- STATED GOAL
Reproduce all of the material with every "noun phrase" changed to "short description" and everything else left as it is. Omit the pictures from your answer.

- DATASET ENTRIES
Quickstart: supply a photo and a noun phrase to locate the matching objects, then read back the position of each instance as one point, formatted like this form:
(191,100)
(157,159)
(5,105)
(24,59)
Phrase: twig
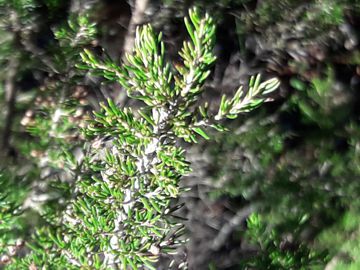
(137,18)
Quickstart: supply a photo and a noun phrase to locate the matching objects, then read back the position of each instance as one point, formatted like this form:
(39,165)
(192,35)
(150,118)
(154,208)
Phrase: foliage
(275,252)
(121,214)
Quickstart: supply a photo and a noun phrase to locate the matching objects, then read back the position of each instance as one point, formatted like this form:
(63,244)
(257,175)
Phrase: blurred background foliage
(279,190)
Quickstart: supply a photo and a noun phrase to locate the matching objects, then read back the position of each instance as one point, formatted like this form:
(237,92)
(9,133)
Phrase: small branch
(137,18)
(10,97)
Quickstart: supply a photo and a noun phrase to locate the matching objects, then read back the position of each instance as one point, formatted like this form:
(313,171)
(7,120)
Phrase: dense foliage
(146,158)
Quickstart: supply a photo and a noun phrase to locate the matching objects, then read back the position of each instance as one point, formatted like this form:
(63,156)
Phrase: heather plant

- OUTPUT BELOW
Quickstart: supply a photo and a short description to locate the matching objects, then read back the position of each instance as one point, formatted like this form:
(191,100)
(157,159)
(5,105)
(24,59)
Phrase: twig
(137,18)
Quickstart: supply a photo and a short description to locate the matching objects, then read back the position of each instance as one point, formatted like this form:
(39,165)
(192,35)
(150,118)
(154,208)
Phrase: foliage
(275,252)
(121,214)
Quickstart: supply a photo and a short description to locate the matching objects, then read back the position of each instance as one point, formatted like this form:
(63,244)
(257,175)
Phrase: blurred background foliage
(279,190)
Quickstart: supply a photo and a short description to locate the matching objects, then read back the position of each instance as one point, formatted like this form:
(237,92)
(9,133)
Phrase: small branch
(137,18)
(10,97)
Quickstart: supply a photo and a short description to locate the matching objects, then read back the position of each instance as one point, formatted like this form:
(313,171)
(7,120)
Phrase: dense foliage
(146,158)
Quickstart: supply a photo and a short description to locate the matching objects, then read back the position of each instance as one point, formatted like this form:
(63,156)
Phrase: heather plant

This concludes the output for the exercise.